Boundary annotation entries:
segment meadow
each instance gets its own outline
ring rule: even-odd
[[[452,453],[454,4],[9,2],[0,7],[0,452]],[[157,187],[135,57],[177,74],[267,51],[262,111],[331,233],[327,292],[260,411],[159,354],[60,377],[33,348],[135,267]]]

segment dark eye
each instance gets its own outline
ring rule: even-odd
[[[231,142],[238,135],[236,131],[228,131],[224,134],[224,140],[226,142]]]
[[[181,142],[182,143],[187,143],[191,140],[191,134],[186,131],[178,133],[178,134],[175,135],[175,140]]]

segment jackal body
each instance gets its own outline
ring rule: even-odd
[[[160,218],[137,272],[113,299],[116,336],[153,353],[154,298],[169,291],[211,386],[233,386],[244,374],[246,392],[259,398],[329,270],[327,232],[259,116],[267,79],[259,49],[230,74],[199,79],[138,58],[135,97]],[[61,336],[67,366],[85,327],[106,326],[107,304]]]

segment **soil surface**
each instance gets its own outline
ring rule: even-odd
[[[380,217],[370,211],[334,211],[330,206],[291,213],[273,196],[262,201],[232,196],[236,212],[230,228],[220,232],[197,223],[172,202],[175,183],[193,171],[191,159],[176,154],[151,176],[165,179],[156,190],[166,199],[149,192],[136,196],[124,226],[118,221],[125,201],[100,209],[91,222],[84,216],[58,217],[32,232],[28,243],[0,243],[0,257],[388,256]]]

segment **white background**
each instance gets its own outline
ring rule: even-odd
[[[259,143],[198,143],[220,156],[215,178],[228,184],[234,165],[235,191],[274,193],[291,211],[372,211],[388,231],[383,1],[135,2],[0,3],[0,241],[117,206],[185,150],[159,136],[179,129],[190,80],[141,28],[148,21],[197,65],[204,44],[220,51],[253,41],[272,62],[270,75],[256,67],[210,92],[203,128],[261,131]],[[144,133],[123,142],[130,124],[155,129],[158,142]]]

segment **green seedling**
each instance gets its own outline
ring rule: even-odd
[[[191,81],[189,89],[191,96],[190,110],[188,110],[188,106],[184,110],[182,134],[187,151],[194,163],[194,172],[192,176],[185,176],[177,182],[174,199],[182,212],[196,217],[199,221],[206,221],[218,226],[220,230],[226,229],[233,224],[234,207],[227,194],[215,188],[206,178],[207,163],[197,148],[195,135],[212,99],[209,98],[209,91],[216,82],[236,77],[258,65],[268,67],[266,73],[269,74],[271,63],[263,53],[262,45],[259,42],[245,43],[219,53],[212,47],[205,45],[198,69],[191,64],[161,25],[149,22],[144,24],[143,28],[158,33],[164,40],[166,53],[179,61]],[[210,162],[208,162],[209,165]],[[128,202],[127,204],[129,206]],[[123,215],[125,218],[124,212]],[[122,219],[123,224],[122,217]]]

AIM OF THE TASK
Can you express the entries from the line containing "segment **green seedling**" through the end of the entries, inclusive, as a two-column CSV with columns instruction and outline? Use one row per entry, put each field in quotes, and turn line breaks into spaces.

SOLUTION TO THIS TASK
instruction,outline
"segment **green seedling** each instance gets its own outline ring rule: even-odd","[[[191,81],[189,89],[191,96],[190,110],[188,110],[188,106],[184,110],[182,134],[187,151],[194,163],[194,172],[192,176],[185,176],[177,182],[174,199],[182,212],[196,217],[199,221],[206,221],[218,226],[220,230],[226,229],[233,224],[234,207],[227,194],[215,188],[206,178],[207,163],[197,148],[195,135],[212,99],[209,98],[209,91],[216,82],[236,77],[258,65],[268,67],[266,73],[269,74],[271,63],[263,53],[262,45],[259,42],[245,43],[219,53],[212,47],[205,45],[198,69],[191,64],[161,25],[149,22],[144,24],[143,28],[158,33],[164,40],[166,53],[179,61]],[[210,162],[208,162],[209,165]],[[128,202],[127,204],[129,206]],[[123,215],[125,218],[124,212]],[[122,219],[123,224],[122,217]]]"